** WORK REQUIRED **
Return the material word for word. Do not include pictures.

** EXERCISE DATA **

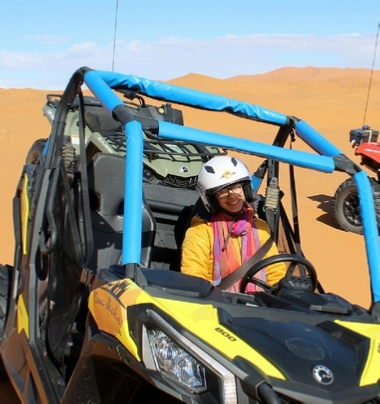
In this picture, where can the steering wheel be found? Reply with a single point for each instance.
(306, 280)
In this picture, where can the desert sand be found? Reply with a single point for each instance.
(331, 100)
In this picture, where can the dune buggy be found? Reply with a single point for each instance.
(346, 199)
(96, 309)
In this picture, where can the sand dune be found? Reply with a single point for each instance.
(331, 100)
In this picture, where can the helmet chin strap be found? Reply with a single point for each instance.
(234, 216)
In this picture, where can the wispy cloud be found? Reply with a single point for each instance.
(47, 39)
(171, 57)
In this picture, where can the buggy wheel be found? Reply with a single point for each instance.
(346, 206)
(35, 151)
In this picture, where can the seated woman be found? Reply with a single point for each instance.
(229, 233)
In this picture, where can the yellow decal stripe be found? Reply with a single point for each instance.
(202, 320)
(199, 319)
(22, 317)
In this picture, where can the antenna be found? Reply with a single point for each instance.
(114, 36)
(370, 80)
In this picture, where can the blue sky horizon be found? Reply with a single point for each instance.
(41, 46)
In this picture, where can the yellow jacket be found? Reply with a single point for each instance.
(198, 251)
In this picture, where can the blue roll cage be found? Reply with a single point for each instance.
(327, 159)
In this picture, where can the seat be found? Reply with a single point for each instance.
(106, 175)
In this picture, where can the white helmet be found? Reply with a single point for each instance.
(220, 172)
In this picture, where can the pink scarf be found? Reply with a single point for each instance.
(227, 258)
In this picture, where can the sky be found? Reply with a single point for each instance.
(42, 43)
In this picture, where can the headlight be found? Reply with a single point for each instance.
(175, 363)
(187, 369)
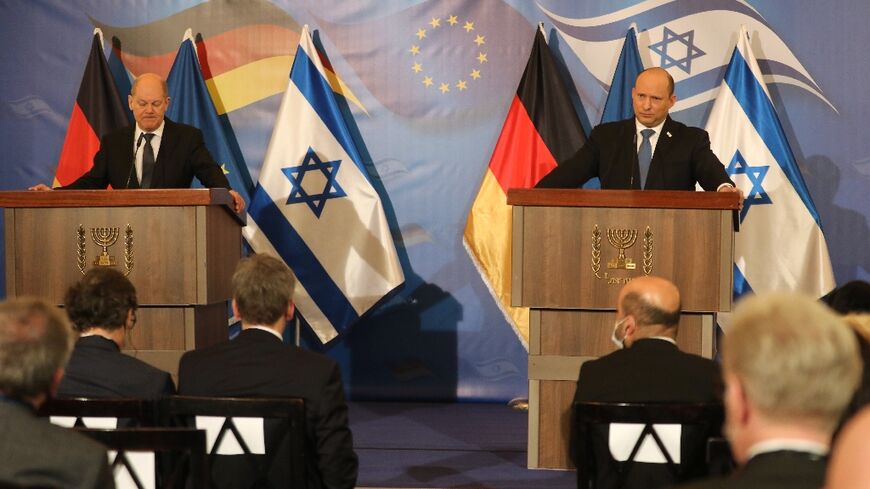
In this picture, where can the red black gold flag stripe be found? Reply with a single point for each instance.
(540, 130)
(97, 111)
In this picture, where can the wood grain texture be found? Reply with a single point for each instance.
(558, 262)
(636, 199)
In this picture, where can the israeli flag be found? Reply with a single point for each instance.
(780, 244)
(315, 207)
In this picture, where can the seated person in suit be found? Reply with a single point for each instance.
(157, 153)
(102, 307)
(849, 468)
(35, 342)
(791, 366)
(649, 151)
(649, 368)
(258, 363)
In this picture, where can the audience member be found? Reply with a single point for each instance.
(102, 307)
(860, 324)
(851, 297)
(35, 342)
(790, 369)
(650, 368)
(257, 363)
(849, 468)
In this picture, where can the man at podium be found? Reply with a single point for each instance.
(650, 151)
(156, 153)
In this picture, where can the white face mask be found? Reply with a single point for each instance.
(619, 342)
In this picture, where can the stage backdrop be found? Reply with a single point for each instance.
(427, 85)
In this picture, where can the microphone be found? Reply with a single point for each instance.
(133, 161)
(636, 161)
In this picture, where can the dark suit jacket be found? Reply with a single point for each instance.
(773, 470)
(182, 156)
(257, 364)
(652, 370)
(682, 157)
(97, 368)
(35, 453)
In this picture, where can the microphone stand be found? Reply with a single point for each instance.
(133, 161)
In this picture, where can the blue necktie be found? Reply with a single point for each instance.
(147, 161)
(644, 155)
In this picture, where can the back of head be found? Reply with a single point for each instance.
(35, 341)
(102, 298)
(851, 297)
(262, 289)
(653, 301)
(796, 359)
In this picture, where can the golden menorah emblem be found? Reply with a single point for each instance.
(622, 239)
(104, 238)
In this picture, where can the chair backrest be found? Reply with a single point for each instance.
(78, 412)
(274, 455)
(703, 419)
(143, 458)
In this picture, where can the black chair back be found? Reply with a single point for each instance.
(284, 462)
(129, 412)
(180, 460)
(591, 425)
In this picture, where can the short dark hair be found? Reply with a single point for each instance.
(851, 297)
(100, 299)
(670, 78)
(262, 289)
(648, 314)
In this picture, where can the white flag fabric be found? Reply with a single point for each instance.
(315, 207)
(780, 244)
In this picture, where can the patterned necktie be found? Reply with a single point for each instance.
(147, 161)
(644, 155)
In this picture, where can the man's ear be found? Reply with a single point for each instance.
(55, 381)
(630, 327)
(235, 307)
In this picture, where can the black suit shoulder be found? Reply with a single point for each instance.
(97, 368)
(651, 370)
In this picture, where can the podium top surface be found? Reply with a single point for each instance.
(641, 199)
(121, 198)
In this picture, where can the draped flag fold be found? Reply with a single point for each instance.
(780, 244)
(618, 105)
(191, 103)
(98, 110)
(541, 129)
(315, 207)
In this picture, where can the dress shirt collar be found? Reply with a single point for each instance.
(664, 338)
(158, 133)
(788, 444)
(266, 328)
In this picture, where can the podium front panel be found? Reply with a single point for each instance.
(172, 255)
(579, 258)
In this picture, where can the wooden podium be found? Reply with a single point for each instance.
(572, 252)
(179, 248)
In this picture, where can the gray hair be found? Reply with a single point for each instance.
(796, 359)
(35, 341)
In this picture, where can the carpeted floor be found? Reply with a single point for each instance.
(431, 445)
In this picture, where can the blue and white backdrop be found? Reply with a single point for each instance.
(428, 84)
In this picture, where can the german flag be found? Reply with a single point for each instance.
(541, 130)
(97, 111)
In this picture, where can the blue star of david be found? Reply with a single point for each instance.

** THE COMPLETED TASK **
In this picture, where can the steering wheel be found? Reply with a single point for each instance.
(306, 280)
In this picture, where can the desert sand be found? Reply with a single point for each instance.
(331, 100)
In this picture, where can the dune buggy be found? Reply with a single point for each instance.
(346, 199)
(96, 309)
In this picture, where can the sand dune be found? Reply with a single point for each instance.
(331, 100)
In this picture, where can the helmet chin strap be found? Reply with a single point for each instance.
(234, 216)
In this picture, where can the wispy cloud be found? Reply with a single point for each instance.
(47, 39)
(171, 57)
In this picture, where can the buggy wheel be found? Reply with a single point for each instance.
(346, 206)
(35, 151)
In this picture, where can the seated woman be found? Reply with a single point for each instance.
(229, 233)
In this picture, where can the yellow decal stripe be found? Reply with a single point for each instance.
(202, 320)
(199, 319)
(22, 317)
In this picture, where can the antenna be found? Reply with a single point for each instance.
(114, 36)
(370, 80)
In this picture, where can the blue sky horizon be found? Reply with a single point for each instance.
(41, 46)
In this picture, where can the yellow jacket be found? Reply with a single point for each instance.
(198, 251)
In this picture, where can the blue roll cage be found? Reply with a single point for each instance.
(327, 159)
In this picture, where can the seat be found? Reply with a single point for each instance.
(106, 175)
In this picture, where can the white helmet be found? Reply with a single point for each instance.
(220, 172)
In this picture, where can the pink scarf be found? Reply with a single point for each instance.
(227, 258)
In this picture, where can the sky be found? Reply with a single point for each instance.
(42, 43)
In this picture, where can the headlight be found? Reply with a single point for each instance.
(175, 363)
(187, 369)
In this picture, where can the red black gold flag stripe be found? Reply with a single point for each instance.
(540, 130)
(97, 111)
In this picture, where can the wood grain texture be found? Reply with a single point for each instance.
(558, 262)
(636, 199)
In this picture, where can the israeli flag be found? Reply with a single point for each instance.
(780, 244)
(315, 207)
In this picture, where can the seated person in suit be found? Reply with a single point for each instance.
(157, 153)
(102, 307)
(849, 468)
(35, 342)
(791, 366)
(649, 151)
(649, 368)
(258, 363)
In this picture, where can the audience member be found? Reply with a single point for each instance.
(102, 307)
(860, 324)
(851, 297)
(35, 342)
(790, 369)
(650, 368)
(257, 363)
(849, 468)
In this picture, where can the man at podium be found? Reply with a single point for each instance.
(650, 151)
(156, 153)
In this picture, where can the white face mask be found? Reply with a single point for each instance.
(619, 342)
In this picture, where can the stage backdrop be found? Reply with a single point for each instance.
(427, 85)
In this picture, where can the microphone be found? Reply with a single point for each instance.
(133, 161)
(636, 161)
In this picture, where can the dark suit jacket be found? Reply with a single point for each instance.
(773, 470)
(182, 156)
(257, 364)
(652, 370)
(682, 157)
(97, 368)
(35, 453)
In this picture, where can the microphone stand be found? Reply with a single point for each instance.
(133, 161)
In this picture, where can the blue necktie be found? Reply with a single point for each instance.
(147, 161)
(644, 155)
In this picture, where can the back of head be found? Reply with a single point for each instance.
(35, 341)
(102, 298)
(851, 297)
(262, 289)
(653, 301)
(796, 359)
In this picture, where can the golden menorah emblem be found? Reply with a single point for each instance.
(622, 239)
(104, 238)
In this picture, where can the chair backrest be found? Reply with a single point for each instance.
(78, 412)
(274, 455)
(703, 419)
(143, 458)
In this picture, where can the black chair back be found? Reply with a single point for each instance.
(284, 462)
(129, 412)
(180, 460)
(591, 425)
In this picture, where can the short dark hair be found? Reply with a single point for each instance.
(851, 297)
(100, 299)
(670, 78)
(262, 289)
(648, 314)
In this picture, where can the white flag fabric be found? Reply with a single point for each instance.
(315, 207)
(780, 244)
In this picture, where can the patterned necktie be found? Reply with a single point for each instance.
(147, 161)
(644, 155)
In this picture, where can the man's ear be found? Reply with a single point for each instance.
(55, 381)
(630, 327)
(235, 307)
In this picture, where can the black suit shoulder be found? Reply with a single point for each instance.
(97, 368)
(651, 370)
In this picture, where can the podium top surface be found? Reply with a single point for each instance.
(641, 199)
(121, 198)
In this picture, where can the draped flag fold be found? Reply with a single point for each instance.
(780, 244)
(618, 105)
(191, 103)
(98, 110)
(541, 129)
(315, 207)
In this picture, where can the dress shirt collar be found? Reply with a single point for each instance.
(664, 338)
(158, 133)
(788, 444)
(266, 328)
In this picture, where can the podium front panel be found? Reply with a single point for each instance.
(172, 255)
(579, 258)
In this picture, where can the wooden podium be found? Reply with a single point for each instance.
(572, 252)
(179, 248)
In this picture, where can the gray hair be found? Reply with a single point for each instance.
(796, 359)
(35, 341)
In this picture, where can the carpeted floor be found? Reply with a single point for each instance.
(431, 445)
In this picture, where can the blue and white backdrop be found? Reply with a single point for each instance.
(428, 84)
In this picture, where can the german flag be found? Reply with a single point for each instance.
(541, 130)
(97, 111)
In this picture, where can the blue star of david be found? Reply with a single point for each instance.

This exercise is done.